> _STATED GOAL_: Nothing but the lines from the line with "Where can you see the ceiling fan light" through the end of the data is to be copied, and each is to be copied exactly.

> _PROVIDED RECORDS_:
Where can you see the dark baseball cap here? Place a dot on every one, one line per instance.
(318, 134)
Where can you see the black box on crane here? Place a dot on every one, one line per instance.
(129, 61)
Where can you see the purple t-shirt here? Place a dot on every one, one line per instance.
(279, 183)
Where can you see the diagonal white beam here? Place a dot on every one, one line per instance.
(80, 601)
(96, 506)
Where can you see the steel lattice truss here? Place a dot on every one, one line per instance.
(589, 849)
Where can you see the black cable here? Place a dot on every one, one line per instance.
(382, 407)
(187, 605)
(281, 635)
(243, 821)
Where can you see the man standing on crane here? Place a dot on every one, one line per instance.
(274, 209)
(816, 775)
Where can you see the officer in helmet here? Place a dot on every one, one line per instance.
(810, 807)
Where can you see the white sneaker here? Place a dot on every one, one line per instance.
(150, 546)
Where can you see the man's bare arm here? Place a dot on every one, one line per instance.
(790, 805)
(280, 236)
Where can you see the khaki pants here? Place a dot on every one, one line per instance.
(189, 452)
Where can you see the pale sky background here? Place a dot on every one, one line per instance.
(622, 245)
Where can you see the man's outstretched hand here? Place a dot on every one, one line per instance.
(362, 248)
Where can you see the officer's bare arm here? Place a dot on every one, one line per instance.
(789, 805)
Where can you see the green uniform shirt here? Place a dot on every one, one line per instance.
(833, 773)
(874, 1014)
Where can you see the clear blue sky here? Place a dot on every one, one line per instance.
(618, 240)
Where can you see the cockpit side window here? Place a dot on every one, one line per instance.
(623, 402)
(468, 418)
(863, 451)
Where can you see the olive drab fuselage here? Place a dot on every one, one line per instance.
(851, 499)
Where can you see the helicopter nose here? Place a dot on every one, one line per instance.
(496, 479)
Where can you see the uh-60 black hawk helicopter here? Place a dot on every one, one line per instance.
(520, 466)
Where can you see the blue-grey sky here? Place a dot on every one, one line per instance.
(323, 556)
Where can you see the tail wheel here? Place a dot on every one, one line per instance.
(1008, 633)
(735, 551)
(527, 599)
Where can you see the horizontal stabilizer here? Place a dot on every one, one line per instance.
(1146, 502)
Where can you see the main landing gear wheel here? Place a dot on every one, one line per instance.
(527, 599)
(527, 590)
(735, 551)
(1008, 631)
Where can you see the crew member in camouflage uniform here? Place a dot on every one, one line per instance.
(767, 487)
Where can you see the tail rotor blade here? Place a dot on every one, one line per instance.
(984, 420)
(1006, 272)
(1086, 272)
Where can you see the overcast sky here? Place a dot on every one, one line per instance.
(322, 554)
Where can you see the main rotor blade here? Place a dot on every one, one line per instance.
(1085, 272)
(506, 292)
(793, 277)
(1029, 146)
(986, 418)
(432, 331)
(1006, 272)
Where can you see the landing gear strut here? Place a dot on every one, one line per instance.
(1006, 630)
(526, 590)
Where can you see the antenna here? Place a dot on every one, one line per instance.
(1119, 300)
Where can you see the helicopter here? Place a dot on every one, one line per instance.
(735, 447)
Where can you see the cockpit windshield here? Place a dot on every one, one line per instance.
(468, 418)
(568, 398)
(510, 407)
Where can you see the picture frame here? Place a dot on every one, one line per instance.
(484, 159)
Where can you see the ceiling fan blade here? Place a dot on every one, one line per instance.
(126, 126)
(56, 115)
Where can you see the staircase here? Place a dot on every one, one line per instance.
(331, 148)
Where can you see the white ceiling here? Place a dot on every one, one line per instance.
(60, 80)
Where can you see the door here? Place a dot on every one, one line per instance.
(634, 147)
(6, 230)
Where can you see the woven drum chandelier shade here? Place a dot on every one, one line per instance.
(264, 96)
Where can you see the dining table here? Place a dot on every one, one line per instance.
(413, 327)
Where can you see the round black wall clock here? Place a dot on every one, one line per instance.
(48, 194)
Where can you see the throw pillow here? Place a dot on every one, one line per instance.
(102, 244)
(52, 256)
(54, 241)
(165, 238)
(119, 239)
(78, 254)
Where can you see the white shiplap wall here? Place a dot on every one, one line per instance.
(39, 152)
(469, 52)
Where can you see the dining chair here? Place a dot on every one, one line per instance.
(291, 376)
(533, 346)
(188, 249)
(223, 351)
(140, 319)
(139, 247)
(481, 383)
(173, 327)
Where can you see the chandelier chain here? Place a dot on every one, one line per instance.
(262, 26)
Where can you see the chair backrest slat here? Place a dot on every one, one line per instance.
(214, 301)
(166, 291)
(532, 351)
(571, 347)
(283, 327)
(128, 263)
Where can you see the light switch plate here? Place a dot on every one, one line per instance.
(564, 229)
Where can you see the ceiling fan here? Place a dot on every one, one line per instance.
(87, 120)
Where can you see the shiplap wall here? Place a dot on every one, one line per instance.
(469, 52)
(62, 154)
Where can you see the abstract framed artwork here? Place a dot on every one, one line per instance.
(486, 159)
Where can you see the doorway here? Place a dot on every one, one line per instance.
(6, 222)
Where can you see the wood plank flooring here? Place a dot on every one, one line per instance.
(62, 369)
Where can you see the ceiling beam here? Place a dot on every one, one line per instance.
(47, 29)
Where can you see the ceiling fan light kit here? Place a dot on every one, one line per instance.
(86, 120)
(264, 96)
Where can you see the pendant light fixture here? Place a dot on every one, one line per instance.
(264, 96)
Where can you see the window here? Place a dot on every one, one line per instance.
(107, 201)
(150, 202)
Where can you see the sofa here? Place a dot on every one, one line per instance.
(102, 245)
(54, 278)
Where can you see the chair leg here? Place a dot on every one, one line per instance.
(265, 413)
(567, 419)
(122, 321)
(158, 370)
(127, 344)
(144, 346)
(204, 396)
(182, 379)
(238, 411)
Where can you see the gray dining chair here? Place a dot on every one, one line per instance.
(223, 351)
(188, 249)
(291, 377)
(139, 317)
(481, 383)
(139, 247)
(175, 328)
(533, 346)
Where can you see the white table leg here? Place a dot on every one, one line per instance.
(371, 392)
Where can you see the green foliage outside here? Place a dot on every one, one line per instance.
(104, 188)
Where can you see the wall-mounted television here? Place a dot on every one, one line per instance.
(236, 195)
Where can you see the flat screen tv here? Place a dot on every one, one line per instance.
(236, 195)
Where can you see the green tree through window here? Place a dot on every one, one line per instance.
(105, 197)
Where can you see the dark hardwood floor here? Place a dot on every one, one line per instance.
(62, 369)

> _RESULT FOR THIS TASK_:
Where can you see the ceiling fan light kit here? Place a dot on every one, one line per instance.
(86, 120)
(264, 96)
Where can you see the pendant light fixture here? Place a dot on every one, one line per instance.
(264, 96)
Where can you see the window here? Place a dot on every one, one line per instance.
(107, 201)
(150, 202)
Where can you see the sofa here? Place a dot on every one, one line per instance.
(102, 245)
(54, 278)
Where can you see the chair leg here? Place a dot on every one, one line per instance.
(265, 413)
(567, 419)
(122, 321)
(158, 370)
(127, 344)
(144, 346)
(204, 396)
(182, 379)
(238, 411)
Where can you see the gray dining chair here? Place a dot on every one, one line per instance.
(223, 351)
(188, 249)
(291, 377)
(139, 317)
(481, 383)
(139, 247)
(175, 328)
(533, 346)
Where can you see the white table leg here? Place a dot on every one, one line per instance.
(371, 392)
Where can you see the green foliage outside here? Place a dot on every one, one line per instance.
(104, 188)
Where can you see the wall-mounted television here? Place a dot on every one, one line per instance.
(236, 195)
Where can you see the flat screen tv here? Place a dot on every one, one line per instance.
(236, 195)
Where can you see the green tree through window here? Place a dot on every one, one line per instance.
(105, 197)
Where can you see the dark hardwood floor here? Place a dot on every one, one line per instance.
(62, 369)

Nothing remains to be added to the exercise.